— THE RECORDS —
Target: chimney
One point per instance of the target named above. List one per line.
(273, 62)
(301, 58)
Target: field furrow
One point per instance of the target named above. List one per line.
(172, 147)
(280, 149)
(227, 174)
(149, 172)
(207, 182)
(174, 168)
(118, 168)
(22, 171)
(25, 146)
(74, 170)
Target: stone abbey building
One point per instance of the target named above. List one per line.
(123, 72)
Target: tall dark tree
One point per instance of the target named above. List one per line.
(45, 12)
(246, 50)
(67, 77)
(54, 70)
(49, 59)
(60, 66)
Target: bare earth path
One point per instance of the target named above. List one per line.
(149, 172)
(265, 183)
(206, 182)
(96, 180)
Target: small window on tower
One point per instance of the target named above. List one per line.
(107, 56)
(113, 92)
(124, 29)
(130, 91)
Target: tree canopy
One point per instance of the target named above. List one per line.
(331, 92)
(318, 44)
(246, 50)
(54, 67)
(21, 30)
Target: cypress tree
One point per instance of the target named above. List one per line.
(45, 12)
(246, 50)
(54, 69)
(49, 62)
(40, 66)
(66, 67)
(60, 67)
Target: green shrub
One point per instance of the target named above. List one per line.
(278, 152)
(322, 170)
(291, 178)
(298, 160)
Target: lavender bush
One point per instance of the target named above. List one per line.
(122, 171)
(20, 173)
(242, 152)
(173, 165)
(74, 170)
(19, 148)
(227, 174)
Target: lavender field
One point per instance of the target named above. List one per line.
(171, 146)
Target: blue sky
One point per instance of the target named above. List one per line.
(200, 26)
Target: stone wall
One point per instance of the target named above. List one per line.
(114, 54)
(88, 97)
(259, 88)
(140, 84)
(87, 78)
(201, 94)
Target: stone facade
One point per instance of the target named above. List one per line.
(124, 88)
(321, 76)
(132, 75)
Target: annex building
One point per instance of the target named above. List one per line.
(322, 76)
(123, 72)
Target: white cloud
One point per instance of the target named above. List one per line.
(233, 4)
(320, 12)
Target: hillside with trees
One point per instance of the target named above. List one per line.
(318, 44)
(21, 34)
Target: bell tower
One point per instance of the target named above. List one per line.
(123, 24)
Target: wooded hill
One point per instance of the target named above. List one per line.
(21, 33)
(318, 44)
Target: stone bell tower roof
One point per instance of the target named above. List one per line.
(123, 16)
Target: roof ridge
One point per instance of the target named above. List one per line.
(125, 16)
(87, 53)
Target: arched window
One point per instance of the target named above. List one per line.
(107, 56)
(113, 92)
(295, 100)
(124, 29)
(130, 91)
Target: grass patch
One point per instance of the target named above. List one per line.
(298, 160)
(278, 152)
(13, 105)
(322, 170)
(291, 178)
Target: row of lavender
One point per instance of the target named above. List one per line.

— PROBLEM REQUIREMENTS —
Print exactly the lines above, starting at the line that contains "Target: stone bell tower roof" and ending with the last line of the records, both included.

— RESPONSE BELOW —
Target: stone bell tower roof
One point per instance of the target named above. List one per line.
(123, 16)
Target: roof ridge
One point per instance of the target named above. List one per line.
(125, 16)
(87, 53)
Target: arched window
One point per instance of the target named above. List one per line.
(107, 56)
(113, 92)
(295, 100)
(124, 29)
(130, 91)
Target: grass patch
One point per instance of the target named above. List one per line.
(298, 160)
(278, 152)
(13, 105)
(322, 170)
(291, 178)
Target: row of lavender
One point per instance of the target named above. List one per line.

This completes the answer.